───── Extract provided

Living in the bubble that is a small liberal arts school, we don’t tend to interact with children much. The entire Knox experience is centered around a thousand young adults studying, living and getting drunk together with a small number of older adults participating in the first activity as well (but hopefully not the latter two). Children are largely absent from the picture.
But that’s part of the reason that I’m writing this column. Most of us do have kids in our lives. Many of us have younger siblings, and many of us plan to have kids. Many of our faculty members have kids. And I think that even those of us who don’t have close relationships with kids, or plan to in the future, owe it to ourselves and society to have a good relationship with our younger peers.
So here’s my main point: in our society, we have a bad habit of trivializing kids’ needs or integrity. Pranking your girlfriend by telling her you cheated on her is generally just not okay (the guy in that viral video on the Internet is pretty lucky his girlfriend ended up turning the tables on him and making it funny). But a popular TV host like Jimmy Kimmel can get away with asking parents to lie to their children about their Halloween candy and laughing when they cry.
This is considered okay because candy is not all that important. Well, to adults it isn’t because we have bigger things in our lives. Kids have no “big” things, so the “small” things are big. Both children and adults have the same place in life for big priorities; what fills those priorities looks markedly different, but the meaning attached to them is similar. Parents can tell their children that what their friends at school think of them doesn’t matter, but those are empty words if they don’t come from someone who knows how to be isolated from their community and be at peace anyway. Chances are that’s not a description that fits most of us.
A lot of problems that kids have are unwittingly created by us in the first place. When a child is driven into hyperactivity by the high of holiday present-giving crashes after they’re all opened, it’s not necessarily unrelated to the fact that we had invited them to be Santa; we encouraged them to deliver each person’s present and urged them to help unwrap them.
Based on the assumption that our kids have the mental capacity of a parrot, we incessantly direct them to focus on material things like presents, rather than relaxing and allowing the holiday spirit of love and family dominate the room. We adults have the emotional resilience to not care too much about presents, because of the larger context of our lives. Kids don’t have that larger context. They deserve our help in establishing it for themselves.
“When I [talk with] young children, the only difference I’m aware of is that I draw from a simpler vocabulary,” said Byron Katie, a motivational speaker. I try to relate to children with the respect I would give to adults who are simply not yet acculturated to this world, like a foreign exchange student who needs a dictionary for the test or doesn’t know what to order on the menu. Some people might find the “treat your children as adults” line condescending.
What if your child is crying and needs comfort? Let’s be real here: most adults would never deny comfort to their adult friends when they’re crying. And in no way am I implying that setting boundaries is not important in parent-child relationships; boundaries are important in all relationships. This is a subtle, but very rewarding, shift in thinking.
In remembering what our lives used to be like as kids, I’d like to end this column with one of my favorite quotations. It’s from the Canadian writer Margaret Atwood: “Little girls are cute and small only to adults. To one another they are not cute. They are life sized.”

──────────

__Instructions__
[1] Sum up the column in two sentences.
[2] Answer these from the column:
(a) About how many young adults does the Knox experience center on?
(b) Who is the motivational speaker quoted in the column?
(c) Which Canadian writer's quotation ends the column?
[3] Reproduce the part of the column between "So here’s my" and "when they cry.", inclusive.
The data that comes next has nothing to do with the column.

───── Source material

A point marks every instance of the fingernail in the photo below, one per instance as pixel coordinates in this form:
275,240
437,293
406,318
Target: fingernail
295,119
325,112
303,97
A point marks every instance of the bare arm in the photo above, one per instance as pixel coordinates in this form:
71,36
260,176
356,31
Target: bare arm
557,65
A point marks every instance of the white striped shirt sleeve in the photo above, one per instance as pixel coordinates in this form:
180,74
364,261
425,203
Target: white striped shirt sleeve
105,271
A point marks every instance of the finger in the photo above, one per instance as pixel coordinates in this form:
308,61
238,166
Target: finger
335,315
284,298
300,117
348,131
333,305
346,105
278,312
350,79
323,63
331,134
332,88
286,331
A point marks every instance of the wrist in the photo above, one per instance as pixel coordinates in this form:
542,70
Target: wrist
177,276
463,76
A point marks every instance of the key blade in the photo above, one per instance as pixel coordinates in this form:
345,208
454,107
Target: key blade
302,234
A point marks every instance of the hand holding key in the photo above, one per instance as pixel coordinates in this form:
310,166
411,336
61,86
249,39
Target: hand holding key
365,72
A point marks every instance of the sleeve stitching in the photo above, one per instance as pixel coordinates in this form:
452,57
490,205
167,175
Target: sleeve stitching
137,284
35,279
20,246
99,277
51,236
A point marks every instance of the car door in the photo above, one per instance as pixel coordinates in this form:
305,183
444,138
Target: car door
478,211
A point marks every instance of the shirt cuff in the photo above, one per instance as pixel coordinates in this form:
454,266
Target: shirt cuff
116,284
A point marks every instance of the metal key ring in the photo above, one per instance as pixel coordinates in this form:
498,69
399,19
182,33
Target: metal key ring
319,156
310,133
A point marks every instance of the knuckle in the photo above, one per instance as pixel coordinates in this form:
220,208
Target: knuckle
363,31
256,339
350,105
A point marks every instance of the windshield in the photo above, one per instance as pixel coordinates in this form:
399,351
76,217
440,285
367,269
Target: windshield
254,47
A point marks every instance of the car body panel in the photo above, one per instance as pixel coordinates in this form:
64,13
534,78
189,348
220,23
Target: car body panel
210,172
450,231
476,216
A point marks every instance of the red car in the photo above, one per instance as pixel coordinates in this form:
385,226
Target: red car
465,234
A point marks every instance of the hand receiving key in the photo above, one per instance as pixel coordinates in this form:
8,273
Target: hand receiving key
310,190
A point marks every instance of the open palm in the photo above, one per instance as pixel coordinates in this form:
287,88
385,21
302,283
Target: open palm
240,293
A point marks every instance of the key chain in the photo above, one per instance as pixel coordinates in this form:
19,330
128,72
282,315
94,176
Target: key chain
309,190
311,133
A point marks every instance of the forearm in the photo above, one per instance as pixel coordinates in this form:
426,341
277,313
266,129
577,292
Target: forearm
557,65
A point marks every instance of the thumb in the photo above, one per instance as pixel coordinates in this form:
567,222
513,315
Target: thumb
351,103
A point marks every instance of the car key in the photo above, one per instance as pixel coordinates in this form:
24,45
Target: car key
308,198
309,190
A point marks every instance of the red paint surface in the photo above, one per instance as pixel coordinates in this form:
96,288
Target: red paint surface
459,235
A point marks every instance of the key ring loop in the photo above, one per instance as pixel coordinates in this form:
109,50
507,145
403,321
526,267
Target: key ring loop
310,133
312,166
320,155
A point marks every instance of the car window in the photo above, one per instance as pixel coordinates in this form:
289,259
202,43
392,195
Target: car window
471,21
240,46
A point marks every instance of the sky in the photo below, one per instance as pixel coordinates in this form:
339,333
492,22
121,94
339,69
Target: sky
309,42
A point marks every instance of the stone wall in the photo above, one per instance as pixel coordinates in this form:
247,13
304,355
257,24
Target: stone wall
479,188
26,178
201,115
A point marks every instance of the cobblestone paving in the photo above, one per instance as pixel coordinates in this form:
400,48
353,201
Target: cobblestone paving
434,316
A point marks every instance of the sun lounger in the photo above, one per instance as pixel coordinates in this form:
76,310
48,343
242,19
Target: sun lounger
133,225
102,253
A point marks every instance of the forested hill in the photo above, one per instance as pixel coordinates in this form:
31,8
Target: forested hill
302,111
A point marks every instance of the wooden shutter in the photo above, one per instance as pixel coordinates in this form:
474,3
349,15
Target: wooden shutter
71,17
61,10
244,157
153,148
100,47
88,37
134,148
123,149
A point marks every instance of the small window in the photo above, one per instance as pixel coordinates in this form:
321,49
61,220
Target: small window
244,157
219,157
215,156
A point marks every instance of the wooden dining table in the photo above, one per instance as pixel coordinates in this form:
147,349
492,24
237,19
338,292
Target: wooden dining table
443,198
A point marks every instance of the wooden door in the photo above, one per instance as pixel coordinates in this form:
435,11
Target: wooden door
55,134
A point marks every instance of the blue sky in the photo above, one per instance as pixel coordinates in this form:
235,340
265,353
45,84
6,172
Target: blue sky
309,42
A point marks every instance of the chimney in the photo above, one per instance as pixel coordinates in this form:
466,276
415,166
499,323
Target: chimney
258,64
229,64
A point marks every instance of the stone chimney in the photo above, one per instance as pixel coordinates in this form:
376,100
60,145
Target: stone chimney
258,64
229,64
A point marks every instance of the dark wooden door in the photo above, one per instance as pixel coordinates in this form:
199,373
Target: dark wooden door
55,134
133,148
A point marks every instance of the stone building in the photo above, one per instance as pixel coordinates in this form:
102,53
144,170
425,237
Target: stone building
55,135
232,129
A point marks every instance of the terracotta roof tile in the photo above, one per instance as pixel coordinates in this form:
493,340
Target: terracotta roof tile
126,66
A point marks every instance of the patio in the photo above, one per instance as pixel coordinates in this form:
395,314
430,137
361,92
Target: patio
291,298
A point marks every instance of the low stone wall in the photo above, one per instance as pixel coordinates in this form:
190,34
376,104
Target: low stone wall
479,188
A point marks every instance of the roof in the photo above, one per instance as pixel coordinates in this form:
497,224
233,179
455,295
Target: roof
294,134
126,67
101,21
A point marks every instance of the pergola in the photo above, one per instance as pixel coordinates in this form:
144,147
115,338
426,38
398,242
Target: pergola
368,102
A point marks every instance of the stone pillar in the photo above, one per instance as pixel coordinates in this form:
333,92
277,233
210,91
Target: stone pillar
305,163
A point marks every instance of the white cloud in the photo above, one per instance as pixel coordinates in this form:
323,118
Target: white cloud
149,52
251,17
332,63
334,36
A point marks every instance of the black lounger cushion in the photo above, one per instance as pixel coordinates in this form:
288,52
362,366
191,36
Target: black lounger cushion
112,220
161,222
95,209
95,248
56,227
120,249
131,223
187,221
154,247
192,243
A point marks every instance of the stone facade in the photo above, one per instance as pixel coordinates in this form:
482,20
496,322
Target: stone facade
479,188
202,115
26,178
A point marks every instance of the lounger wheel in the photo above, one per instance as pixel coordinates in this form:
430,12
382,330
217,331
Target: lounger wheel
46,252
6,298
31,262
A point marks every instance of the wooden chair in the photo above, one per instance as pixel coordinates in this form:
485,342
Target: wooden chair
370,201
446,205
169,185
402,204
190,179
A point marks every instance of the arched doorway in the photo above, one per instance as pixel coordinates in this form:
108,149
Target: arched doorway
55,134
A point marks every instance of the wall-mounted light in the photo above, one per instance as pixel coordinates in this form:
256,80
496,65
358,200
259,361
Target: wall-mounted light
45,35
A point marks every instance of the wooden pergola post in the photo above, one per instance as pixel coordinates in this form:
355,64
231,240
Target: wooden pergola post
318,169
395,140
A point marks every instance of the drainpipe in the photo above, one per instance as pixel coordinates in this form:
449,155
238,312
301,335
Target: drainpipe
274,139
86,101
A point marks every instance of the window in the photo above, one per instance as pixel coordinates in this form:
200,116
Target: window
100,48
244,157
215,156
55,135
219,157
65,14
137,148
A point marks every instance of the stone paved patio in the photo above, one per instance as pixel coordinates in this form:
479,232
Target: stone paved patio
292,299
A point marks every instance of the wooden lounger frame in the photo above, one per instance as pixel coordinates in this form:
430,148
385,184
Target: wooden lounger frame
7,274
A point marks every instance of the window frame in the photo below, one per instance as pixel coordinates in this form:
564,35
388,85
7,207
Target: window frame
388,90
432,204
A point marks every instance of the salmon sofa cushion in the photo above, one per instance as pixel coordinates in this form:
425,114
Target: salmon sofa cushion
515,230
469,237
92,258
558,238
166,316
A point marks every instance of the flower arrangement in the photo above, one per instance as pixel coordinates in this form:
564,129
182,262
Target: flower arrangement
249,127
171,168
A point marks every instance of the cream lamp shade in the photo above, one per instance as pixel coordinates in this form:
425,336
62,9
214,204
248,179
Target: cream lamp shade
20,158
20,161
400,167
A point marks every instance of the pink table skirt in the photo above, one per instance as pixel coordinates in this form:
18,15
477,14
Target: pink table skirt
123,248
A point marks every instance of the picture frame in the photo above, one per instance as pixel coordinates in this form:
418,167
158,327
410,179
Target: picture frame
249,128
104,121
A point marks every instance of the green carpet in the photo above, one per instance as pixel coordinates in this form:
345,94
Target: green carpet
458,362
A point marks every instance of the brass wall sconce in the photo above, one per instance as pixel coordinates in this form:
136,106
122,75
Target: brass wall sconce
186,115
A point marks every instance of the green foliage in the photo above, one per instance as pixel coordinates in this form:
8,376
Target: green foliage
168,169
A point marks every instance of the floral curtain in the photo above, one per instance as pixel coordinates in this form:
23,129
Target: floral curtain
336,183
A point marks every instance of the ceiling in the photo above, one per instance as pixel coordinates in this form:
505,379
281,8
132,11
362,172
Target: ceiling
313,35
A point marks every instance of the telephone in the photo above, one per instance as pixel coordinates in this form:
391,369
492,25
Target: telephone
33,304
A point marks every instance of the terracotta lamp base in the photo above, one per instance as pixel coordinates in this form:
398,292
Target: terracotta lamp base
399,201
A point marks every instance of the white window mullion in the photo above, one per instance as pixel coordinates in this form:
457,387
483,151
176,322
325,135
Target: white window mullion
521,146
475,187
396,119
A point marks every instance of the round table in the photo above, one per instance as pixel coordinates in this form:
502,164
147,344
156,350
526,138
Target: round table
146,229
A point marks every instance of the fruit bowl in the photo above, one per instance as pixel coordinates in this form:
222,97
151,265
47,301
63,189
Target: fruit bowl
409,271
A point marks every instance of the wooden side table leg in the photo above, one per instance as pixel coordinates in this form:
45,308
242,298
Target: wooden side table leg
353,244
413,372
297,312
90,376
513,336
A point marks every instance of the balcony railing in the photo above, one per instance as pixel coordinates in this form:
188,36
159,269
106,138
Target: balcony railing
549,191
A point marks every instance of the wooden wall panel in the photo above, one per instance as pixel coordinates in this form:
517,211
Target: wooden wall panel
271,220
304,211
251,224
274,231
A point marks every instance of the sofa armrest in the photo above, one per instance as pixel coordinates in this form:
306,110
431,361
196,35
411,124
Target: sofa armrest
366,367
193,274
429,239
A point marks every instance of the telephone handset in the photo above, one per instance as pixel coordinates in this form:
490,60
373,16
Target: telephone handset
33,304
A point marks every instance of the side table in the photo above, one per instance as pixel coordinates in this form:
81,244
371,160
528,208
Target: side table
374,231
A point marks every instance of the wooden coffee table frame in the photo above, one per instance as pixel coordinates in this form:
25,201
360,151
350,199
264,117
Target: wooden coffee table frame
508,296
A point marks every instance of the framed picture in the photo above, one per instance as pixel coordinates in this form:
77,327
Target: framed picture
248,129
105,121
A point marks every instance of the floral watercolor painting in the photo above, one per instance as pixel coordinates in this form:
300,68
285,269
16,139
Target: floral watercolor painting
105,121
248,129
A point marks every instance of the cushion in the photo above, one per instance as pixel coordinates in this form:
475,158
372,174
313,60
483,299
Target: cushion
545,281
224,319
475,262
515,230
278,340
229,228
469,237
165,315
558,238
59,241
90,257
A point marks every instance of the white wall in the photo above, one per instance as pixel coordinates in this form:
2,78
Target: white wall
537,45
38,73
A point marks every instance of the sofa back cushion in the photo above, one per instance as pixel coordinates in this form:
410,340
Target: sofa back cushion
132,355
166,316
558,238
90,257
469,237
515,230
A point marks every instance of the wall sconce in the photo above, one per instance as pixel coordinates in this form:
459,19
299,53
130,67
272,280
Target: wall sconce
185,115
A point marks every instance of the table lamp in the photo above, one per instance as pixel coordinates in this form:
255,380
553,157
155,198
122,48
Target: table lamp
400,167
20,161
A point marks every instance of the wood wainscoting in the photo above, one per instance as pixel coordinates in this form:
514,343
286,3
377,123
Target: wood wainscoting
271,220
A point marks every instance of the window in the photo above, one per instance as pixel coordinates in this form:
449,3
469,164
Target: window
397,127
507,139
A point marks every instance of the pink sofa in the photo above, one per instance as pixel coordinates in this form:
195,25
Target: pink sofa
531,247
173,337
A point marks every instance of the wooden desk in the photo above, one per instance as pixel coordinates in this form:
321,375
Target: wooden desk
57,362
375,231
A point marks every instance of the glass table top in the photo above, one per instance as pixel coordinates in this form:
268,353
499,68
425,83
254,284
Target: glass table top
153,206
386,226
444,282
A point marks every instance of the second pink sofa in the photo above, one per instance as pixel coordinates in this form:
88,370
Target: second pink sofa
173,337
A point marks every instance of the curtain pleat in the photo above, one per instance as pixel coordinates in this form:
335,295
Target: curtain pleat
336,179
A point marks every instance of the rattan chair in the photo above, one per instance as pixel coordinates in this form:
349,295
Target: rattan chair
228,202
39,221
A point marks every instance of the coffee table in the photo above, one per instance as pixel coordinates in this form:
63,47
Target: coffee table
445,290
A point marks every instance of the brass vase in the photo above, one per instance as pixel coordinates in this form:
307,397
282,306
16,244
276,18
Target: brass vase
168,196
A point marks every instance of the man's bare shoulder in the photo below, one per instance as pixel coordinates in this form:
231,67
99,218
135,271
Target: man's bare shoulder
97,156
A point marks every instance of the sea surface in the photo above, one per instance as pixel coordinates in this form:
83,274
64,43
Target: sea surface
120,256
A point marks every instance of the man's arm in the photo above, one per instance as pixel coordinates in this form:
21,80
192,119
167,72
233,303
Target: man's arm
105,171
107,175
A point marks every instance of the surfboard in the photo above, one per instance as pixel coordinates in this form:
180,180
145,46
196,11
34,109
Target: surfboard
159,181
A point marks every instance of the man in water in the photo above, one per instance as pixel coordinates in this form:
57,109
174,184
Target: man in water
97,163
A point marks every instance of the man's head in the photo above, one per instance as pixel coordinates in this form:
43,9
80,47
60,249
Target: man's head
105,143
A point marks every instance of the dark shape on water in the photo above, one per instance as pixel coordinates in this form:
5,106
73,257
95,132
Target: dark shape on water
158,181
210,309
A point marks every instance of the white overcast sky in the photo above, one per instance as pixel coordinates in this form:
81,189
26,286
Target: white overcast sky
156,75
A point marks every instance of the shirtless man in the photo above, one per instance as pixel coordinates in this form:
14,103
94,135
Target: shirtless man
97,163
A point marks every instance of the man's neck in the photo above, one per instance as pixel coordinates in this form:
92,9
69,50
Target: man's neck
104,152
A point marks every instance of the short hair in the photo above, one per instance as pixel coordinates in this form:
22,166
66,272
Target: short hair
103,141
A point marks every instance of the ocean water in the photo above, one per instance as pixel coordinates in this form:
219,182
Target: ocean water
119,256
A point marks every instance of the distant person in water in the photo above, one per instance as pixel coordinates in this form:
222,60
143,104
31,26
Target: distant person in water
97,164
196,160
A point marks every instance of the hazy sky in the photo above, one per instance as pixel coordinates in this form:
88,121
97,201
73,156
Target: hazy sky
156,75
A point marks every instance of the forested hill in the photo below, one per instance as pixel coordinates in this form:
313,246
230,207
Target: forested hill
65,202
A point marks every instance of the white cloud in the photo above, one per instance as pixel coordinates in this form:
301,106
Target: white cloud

──────────

__Answers by item__
[1] The column argues that society tends to trivialize kids' needs and integrity, as when a TV host laughs at children who cry after their parents lie about their Halloween candy, even though small things are big to kids who have no "big" things. It says adults should help kids build a larger context for their lives, and the writer tries to treat children with the respect given to adults who are not yet acculturated to this world.

[2]
(a) A thousand
(b) Byron Katie
(c) Margaret Atwood

[3]
So here’s my main point: in our society, we have a bad habit of trivializing kids’ needs or integrity. Pranking your girlfriend by telling her you cheated on her is generally just not okay (the guy in that viral video on the Internet is pretty lucky his girlfriend ended up turning the tables on him and making it funny). But a popular TV host like Jimmy Kimmel can get away with asking parents to lie to their children about their Halloween candy and laughing when they cry.